→ Aim of the exercise
Can you copy, word for word, the part of the passage on keeping covenants that opens with the words containing "Because of our" and closes with "this very minute."?

→ Excerpt provided
Because of our sinful nature, it is impossible for us to maintain our word and our promises in all instances. God has single handedly kept his covenant with us, IN SPITE of our sinful natures. We are rebellious, and we have rejected God every step of the way and at every turn. He has glorified himself in spite of our sins against him and each other. Any normal person would have walked away from mankind long ago. 

And when I say “normal” I mean the same nature as us. A sinful nature. None of us would have been able to withstand all the pain, shame, abuse, neglect, rejection, rebellion, selfishness, arrogant, ungrateful, disinterested, adulterous, self-seeking, malicious and greediness that we as creation have all subjected God too. And that list is just the tip of the iceberg. I could fill this lesson up with just the things we’ve done to God from the garden up to this very minute.

Most of us could not stay in a covenant relationship with someone if you even suffered just 1 thing on that list. But God is long-suffering, something that we are not capable of being very long or with consistency. God knowing this, gave conditions on when we could break a covenant amongst each other. If someone in the Church is not abiding by the ordinances of God, cast them out as an unbeliever. If your Husband or your Wife commits adultery, you are able to divorce them. But God does not break his covenant with his people. Though there are many who God has essentially “cut-off”, or pruned off the tree, who was unwilling to be redeemed.

That is a hard thing to say. The unwillingness to be redeemed. The unwillingness to be forgiving. It is not that God will stop forgiving our sins, that’s what he has consequences for as well as divine justice. At some point, the person who humbles themselves before God, will be redeemed by God, because God leaves no one behind who is willing to be helped. But God cannot help a person who is unwilling. Not “able”, but unwilling. God knows that we are not “able”.

I have proposed to quit more times in my life at different junctures in my life more than I care to remember. I was not able to pull myself through.  Not in my strength.  It was God who pulled me through, after much fighting and kicking on my part.  God pulls us through hard times. He pulls us through our tribulations. But he is unable to pull us, if we are resistantly kicking and struggling to go in the opposite direction.  Ever try pulling a child who is resistant, because they don’t wanna leave the playground, or the toy store or a friend’s house? We are sometimes like that. A big child. Even when you have your own Family, a Job, a house, God still sees us as his children. Just older and with more responsibility and greater expectation.

Do not resist the pull of the Holy Spirit. Allow it to pull you without resistance. Little kids do not want to leave the toy store or the playground because it’s fun and it feels good to them. We are like that with sin. The World is sin’s toy store, and we find it hard to leave. Habits, vices, patterns that we’ve all become accustomed to.  Our flesh war against the Holy Spirit, because it would rather sin and die, then deny and live.  This type of mindset and nature is incapable of keeping a covenant. I want you to understand this clearly. Because without Christ being centered in your life, your marriage will break

It’s not a matter of “if”, but a matter of “when”.

You are not as great as you think you are. The person you marry is not as great as they make themselves out to be. When they workout, they sweat and stink just like everybody else. They pass gas like everybody else. At times they cuss like everybody else. They’ve told lies before, and they may have told lies to you. They have certainly lied to their Parents before. At some point in your relationship and in your marriage, they will take you for granted if they haven’t already done so. There’s things about you that they just put up with, but certainly don’t like..

→ Records pointing to named objects
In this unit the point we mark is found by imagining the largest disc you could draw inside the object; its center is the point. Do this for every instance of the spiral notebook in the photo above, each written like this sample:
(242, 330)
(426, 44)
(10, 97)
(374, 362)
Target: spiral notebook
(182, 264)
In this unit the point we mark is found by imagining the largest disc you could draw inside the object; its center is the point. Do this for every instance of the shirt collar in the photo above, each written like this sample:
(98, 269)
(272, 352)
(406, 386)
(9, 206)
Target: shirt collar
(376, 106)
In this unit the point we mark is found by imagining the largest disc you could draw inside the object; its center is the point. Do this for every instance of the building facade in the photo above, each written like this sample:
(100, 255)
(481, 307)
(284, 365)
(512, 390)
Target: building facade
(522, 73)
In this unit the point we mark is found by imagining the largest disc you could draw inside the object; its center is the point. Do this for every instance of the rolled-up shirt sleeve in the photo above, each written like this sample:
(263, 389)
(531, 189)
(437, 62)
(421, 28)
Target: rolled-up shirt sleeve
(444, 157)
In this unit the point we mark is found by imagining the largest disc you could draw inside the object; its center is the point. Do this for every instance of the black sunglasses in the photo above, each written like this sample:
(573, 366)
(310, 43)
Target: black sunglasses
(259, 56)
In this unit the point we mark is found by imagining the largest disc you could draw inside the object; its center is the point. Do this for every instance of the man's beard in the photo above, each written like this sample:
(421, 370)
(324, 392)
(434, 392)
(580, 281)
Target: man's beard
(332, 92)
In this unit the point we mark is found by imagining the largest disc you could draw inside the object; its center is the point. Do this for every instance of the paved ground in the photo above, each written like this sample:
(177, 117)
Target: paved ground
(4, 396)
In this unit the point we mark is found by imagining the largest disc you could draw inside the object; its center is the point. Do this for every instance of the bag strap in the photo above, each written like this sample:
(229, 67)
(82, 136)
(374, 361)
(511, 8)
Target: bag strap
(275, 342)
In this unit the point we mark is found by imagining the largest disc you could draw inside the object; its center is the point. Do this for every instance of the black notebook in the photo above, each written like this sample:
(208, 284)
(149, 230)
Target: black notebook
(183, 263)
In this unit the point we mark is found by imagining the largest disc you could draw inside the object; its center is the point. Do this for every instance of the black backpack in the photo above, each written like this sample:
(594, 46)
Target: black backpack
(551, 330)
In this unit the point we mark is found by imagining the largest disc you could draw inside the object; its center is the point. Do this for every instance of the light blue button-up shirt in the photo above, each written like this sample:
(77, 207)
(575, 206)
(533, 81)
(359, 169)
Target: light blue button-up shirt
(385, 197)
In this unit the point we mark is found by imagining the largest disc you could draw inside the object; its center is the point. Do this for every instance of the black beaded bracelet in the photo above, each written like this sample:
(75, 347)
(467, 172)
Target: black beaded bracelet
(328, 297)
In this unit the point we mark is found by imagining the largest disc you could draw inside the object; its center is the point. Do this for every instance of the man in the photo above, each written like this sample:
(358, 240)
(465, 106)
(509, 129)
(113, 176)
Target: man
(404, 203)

→ Exercise response
Because of our sinful nature, it is impossible for us to maintain our word and our promises in all instances. God has single handedly kept his covenant with us, IN SPITE of our sinful natures. We are rebellious, and we have rejected God every step of the way and at every turn. He has glorified himself in spite of our sins against him and each other. Any normal person would have walked away from mankind long ago. 

And when I say “normal” I mean the same nature as us. A sinful nature. None of us would have been able to withstand all the pain, shame, abuse, neglect, rejection, rebellion, selfishness, arrogant, ungrateful, disinterested, adulterous, self-seeking, malicious and greediness that we as creation have all subjected God too. And that list is just the tip of the iceberg. I could fill this lesson up with just the things we’ve done to God from the garden up to this very minute.